Travail demandé: Recopiez intégralement le passage sur la crise de la biodiversité, sans en modifier un seul mot.

Passage fourni:
###

Les leviers qui peuvent enrayer cette crise de biodiversité sont majoritairement des outils politiques et commerciaux. Il existe en effet un cadre mondial pour la biodiversité, adopté fin 2022. Ce cadre inclut des objectifs ciblant la limitation de la perte de biodiversité dans plusieurs locations, la restauration d’écosystèmes dégradés, la réduction d’espèces invasives ou encore la réduction de la pollution.
Un objectif est fixé pour 2030 : renverser ce déclin. Le but est d’assurer une croissance démographique de ces populations actuellement en déclin.
Les États-membres sont donc mandatés pour suivre les populations de pollinisateurs et assurer l’instauration de mesures efficaces. Des actions doivent être mises en place comme l’amélioration et l’élargissement des habitats pour les pollinisateurs, la restauration des écosystèmes dégradés ou encore la réduction de l’utilisation des pesticides.

###

Extrait d'un jeu de données:
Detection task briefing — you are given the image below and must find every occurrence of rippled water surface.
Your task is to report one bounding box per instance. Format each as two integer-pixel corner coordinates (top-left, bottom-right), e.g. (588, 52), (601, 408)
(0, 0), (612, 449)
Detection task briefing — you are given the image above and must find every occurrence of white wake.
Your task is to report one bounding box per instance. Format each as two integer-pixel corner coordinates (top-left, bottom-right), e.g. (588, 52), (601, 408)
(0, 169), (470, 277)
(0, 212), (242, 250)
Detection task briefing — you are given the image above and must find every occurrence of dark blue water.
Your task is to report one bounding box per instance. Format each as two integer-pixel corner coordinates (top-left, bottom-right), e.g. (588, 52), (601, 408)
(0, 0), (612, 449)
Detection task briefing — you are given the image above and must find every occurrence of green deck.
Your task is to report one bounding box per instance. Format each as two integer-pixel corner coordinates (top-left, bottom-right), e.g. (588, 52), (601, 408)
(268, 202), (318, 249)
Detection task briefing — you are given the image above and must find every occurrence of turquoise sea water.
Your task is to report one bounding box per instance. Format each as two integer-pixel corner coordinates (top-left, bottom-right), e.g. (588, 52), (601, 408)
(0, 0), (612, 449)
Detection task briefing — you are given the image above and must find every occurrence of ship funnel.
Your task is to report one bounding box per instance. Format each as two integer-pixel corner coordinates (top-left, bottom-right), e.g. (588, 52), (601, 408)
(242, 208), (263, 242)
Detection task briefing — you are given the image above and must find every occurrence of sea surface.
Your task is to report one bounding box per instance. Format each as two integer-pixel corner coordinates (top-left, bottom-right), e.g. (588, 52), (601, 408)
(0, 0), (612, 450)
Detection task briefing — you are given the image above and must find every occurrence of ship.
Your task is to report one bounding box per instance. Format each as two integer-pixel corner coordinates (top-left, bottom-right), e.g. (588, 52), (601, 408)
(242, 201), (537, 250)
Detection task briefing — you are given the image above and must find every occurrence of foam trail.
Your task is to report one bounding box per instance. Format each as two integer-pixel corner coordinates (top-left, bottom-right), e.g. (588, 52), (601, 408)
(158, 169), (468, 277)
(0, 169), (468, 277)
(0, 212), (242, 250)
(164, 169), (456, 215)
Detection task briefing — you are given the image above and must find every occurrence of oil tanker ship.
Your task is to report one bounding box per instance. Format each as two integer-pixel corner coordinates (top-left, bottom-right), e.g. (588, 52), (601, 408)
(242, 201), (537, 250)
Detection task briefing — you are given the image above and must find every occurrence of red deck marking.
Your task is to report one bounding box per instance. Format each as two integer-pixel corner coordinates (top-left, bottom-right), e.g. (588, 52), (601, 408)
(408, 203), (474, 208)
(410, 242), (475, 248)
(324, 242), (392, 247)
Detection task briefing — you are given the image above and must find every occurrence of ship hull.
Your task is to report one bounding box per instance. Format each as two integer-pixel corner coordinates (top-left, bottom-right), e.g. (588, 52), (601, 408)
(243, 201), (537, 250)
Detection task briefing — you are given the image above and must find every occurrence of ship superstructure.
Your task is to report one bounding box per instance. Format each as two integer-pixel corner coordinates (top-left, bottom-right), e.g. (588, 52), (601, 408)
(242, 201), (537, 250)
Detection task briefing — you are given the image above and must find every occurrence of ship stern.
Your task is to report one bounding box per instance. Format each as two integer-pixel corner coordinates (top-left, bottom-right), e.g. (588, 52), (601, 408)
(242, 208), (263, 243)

###

Solution proposée:
Les leviers qui peuvent enrayer cette crise de biodiversité sont majoritairement des outils politiques et commerciaux. Il existe en effet un cadre mondial pour la biodiversité, adopté fin 2022. Ce cadre inclut des objectifs ciblant la limitation de la perte de biodiversité dans plusieurs locations, la restauration d’écosystèmes dégradés, la réduction d’espèces invasives ou encore la réduction de la pollution.
Un objectif est fixé pour 2030 : renverser ce déclin. Le but est d’assurer une croissance démographique de ces populations actuellement en déclin.
Les États-membres sont donc mandatés pour suivre les populations de pollinisateurs et assurer l’instauration de mesures efficaces. Des actions doivent être mises en place comme l’amélioration et l’élargissement des habitats pour les pollinisateurs, la restauration des écosystèmes dégradés ou encore la réduction de l’utilisation des pesticides.